**Exercise directions**
Turn all of the data below into a numbered list with one line per item, and leave out any blank lines.

**Provided records**
+--

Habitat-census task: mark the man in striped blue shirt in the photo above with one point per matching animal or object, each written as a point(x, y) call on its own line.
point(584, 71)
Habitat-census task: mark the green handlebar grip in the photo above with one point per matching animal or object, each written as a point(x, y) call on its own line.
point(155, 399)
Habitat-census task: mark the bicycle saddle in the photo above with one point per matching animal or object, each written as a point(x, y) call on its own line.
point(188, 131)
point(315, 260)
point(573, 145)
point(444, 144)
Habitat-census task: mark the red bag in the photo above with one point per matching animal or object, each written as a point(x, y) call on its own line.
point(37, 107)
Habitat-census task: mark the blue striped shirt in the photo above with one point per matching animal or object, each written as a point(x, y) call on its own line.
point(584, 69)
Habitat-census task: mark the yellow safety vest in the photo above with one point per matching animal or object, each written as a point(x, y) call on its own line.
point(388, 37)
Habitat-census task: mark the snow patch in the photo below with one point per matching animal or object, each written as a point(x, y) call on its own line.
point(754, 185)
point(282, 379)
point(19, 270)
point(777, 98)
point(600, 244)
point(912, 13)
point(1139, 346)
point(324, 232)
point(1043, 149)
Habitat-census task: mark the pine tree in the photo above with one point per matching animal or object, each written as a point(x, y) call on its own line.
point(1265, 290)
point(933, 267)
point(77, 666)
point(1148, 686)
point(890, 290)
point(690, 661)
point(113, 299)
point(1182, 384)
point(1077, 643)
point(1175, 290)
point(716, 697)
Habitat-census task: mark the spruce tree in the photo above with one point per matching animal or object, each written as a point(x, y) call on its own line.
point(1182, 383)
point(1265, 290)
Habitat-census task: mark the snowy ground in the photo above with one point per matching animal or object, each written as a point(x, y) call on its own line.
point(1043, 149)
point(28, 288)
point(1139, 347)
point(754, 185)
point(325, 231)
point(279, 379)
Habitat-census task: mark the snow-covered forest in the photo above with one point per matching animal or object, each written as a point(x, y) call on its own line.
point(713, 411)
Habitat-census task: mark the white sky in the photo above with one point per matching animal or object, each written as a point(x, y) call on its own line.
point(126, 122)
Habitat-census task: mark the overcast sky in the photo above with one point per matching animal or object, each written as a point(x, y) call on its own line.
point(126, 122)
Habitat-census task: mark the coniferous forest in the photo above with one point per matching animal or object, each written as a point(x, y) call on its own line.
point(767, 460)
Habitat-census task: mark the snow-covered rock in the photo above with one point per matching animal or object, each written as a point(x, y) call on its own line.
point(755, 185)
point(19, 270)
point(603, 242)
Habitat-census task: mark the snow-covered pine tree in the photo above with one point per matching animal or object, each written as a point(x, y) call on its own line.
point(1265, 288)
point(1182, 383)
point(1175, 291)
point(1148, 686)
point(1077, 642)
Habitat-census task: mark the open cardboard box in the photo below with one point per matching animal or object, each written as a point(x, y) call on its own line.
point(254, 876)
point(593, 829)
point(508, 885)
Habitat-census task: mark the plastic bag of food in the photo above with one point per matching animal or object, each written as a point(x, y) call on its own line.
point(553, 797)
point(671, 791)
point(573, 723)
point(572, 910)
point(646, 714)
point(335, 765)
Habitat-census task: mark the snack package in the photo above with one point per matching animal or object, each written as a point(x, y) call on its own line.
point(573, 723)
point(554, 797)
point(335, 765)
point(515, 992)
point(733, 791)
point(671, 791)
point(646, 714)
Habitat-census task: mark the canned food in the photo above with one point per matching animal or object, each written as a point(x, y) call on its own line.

+--

**Exercise response**
1. Habitat-census task: mark the man in striped blue shirt in the photo above with one point per matching animal or object, each written as a point(x, y) call on its own line.
2. point(584, 71)
3. Habitat-census task: mark the green handlebar grip in the photo above with one point per matching animal or object, each written as a point(x, y) call on its own line.
4. point(155, 399)
5. Habitat-census task: mark the bicycle saddle in the photo above with one point per matching animal or object, each written as a point(x, y) call on its own line.
6. point(188, 131)
7. point(315, 260)
8. point(573, 145)
9. point(444, 144)
10. Habitat-census task: mark the red bag in the photo above with one point per matching animal or object, each written as a point(x, y) call on its own line.
11. point(37, 107)
12. Habitat-census task: mark the blue striped shirt in the photo above with one point per matching animal or object, each written as a point(x, y) call on its own line.
13. point(584, 69)
14. Habitat-census task: mark the yellow safety vest in the photo above with one point per matching animal or object, each written as a point(x, y) call on its own line.
15. point(388, 37)
16. Habitat-census task: mark the snow patch in the photo below with one point per matching animal or object, each written as a point(x, y) call on its own line.
17. point(754, 185)
18. point(282, 379)
19. point(19, 270)
20. point(777, 98)
21. point(600, 244)
22. point(912, 13)
23. point(1139, 346)
24. point(324, 232)
25. point(1043, 149)
26. Habitat-census task: mark the pine tree in the photo above with one point per matching animal or object, each written as a point(x, y) call on its own line.
27. point(1265, 290)
28. point(933, 267)
29. point(77, 666)
30. point(1148, 686)
31. point(890, 290)
32. point(690, 661)
33. point(113, 299)
34. point(1182, 384)
35. point(1077, 643)
36. point(1175, 290)
37. point(716, 697)
38. Habitat-census task: mark the spruce tree in the photo above with one point per matching animal or object, each written as a point(x, y) call on its own line.
39. point(1182, 383)
40. point(1265, 290)
41. Habitat-census task: mark the snowy ground in the photo above with one point per matching animal or object, each written as a point(x, y) call on its own line.
42. point(1043, 149)
43. point(28, 288)
44. point(1139, 347)
45. point(754, 185)
46. point(325, 231)
47. point(279, 379)
48. Habitat-census task: mark the snow-covered forest in the photo above with one point per matching animal or object, each written as a point(x, y) call on its own line.
49. point(713, 411)
50. Habitat-census task: mark the white sky in the photo above with one point per matching animal or object, each written as a point(x, y) call on its own line.
51. point(126, 122)
52. Habitat-census task: mark the overcast sky in the photo above with one point per matching animal or object, each written as a point(x, y) call on its own line.
53. point(126, 122)
54. Habitat-census task: mark the coniferous forest in the photo above with one point per matching animal or object, each written as a point(x, y) call on its own line.
55. point(767, 460)
56. Habitat-census task: mark the snow-covered rock in the photo above with one point per matching animal or object, each written as a point(x, y) call on its own line.
57. point(755, 185)
58. point(19, 270)
59. point(603, 242)
60. Habitat-census task: mark the snow-covered pine tree in the photo above with one point per matching animal or object, each written as a point(x, y) call on its own line.
61. point(1265, 288)
62. point(1182, 383)
63. point(1175, 291)
64. point(1148, 686)
65. point(1077, 642)
66. Habitat-census task: mark the open cardboard box in the photo below with one point per matching animal or object, each written as a point(x, y) call on its own line.
67. point(254, 876)
68. point(593, 829)
69. point(508, 885)
70. Habitat-census task: mark the plastic bag of food in the photo above with one point per matching animal or object, each written as a point(x, y) call on its own line.
71. point(553, 797)
72. point(671, 791)
73. point(573, 723)
74. point(572, 910)
75. point(646, 714)
76. point(335, 765)
77. Habitat-census task: mark the snack package in the photo above with one point per matching animal or object, each written as a point(x, y) call on its own line.
78. point(573, 723)
79. point(554, 797)
80. point(335, 765)
81. point(515, 992)
82. point(733, 791)
83. point(671, 791)
84. point(646, 714)
85. Habitat-census task: mark the canned food in the photo above with one point per matching animal or object, each written as a point(x, y) call on its own line.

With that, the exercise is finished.